§ Task to complete: Copy out the rows beginning at the line that contains "For each <instance>" and ending with the line that contains "positive clicks: (153, 537)", with "clicks" replaced by "points" throughout and nothing else changed. Give only those lines.

§ Records for processing:
·····

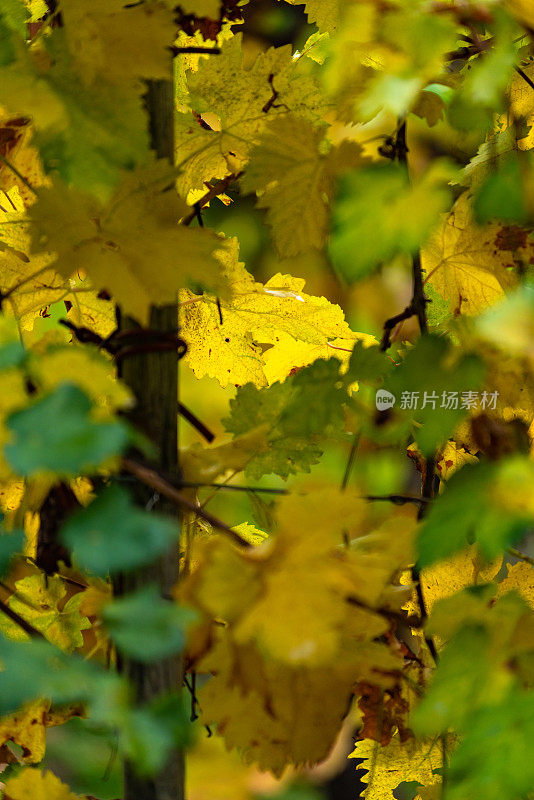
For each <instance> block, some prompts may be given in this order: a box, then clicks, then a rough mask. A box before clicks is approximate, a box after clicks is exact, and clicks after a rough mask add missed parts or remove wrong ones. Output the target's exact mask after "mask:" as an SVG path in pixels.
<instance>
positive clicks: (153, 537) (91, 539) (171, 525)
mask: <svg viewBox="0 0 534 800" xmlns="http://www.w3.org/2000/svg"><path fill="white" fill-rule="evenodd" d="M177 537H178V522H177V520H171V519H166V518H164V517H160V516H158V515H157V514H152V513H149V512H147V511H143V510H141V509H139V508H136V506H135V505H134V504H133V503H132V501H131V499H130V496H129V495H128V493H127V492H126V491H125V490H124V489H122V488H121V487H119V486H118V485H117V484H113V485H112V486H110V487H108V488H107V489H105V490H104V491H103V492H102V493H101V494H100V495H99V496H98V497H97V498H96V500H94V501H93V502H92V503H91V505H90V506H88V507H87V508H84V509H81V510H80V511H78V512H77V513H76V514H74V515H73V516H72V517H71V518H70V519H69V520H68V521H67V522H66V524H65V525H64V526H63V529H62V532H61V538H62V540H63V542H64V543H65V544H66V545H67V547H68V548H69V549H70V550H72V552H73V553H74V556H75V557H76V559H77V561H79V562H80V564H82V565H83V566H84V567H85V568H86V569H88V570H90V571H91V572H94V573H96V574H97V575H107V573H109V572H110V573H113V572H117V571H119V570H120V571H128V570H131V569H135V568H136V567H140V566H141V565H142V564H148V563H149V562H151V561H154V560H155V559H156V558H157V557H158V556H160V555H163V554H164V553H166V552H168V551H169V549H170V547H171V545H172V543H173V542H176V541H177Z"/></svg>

·····

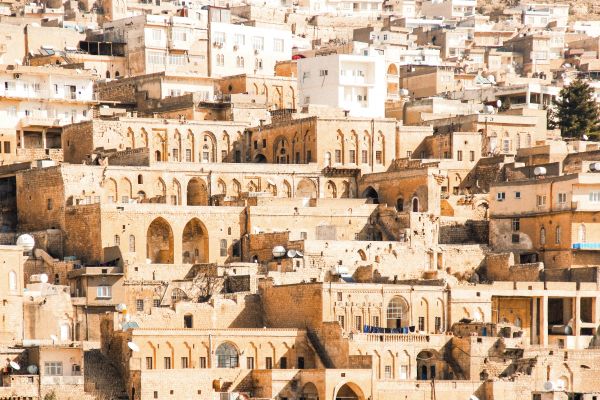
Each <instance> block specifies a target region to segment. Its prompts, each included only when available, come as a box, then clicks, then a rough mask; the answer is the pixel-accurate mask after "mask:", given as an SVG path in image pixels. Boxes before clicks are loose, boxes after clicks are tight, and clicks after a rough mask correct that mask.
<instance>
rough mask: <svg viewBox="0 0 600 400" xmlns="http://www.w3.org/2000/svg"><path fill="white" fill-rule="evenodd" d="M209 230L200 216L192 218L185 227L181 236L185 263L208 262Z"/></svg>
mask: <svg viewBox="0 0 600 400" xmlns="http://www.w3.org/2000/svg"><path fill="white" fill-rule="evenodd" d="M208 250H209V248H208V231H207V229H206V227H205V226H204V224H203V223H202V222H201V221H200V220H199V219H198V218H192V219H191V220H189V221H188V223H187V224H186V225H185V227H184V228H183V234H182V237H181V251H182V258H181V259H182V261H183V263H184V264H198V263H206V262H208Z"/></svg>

·····

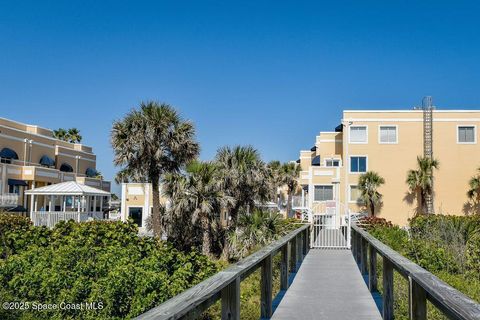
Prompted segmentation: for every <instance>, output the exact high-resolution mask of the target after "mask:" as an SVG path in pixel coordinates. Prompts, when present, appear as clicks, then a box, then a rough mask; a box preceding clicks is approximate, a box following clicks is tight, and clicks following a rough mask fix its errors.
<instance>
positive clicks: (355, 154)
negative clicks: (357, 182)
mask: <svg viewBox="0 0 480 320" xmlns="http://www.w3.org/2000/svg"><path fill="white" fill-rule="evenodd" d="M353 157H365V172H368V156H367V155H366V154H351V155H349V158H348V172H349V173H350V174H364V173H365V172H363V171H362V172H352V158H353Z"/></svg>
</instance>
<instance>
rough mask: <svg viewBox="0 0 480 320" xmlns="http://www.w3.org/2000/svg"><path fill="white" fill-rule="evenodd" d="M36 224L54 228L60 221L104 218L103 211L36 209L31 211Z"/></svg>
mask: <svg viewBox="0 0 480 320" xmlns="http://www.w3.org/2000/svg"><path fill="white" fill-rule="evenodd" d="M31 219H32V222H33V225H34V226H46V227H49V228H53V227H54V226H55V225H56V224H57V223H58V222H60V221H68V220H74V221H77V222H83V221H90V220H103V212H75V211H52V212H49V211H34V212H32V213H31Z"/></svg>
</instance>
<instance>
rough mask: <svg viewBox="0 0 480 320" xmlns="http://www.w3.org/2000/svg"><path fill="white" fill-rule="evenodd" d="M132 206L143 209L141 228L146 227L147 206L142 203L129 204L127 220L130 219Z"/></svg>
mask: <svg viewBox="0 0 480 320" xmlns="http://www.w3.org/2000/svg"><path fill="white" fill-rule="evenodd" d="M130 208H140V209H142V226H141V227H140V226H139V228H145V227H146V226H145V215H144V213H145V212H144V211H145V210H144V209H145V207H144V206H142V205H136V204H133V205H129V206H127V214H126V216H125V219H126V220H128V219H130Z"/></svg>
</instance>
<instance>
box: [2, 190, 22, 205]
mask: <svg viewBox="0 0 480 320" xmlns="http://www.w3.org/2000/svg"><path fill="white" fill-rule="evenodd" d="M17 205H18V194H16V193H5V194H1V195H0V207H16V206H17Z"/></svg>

·····

§ Task result:
For each <instance> block, some prompts may be given in this order: a box, then points, then a rough mask. A box before points is approximate, a box after points is exact, and points after a rough mask add missed parts or remove wrong ones. Output the target's exact mask after "mask:" as an SVG path in pixels.
<instance>
positive points: (153, 537) (91, 539) (171, 525)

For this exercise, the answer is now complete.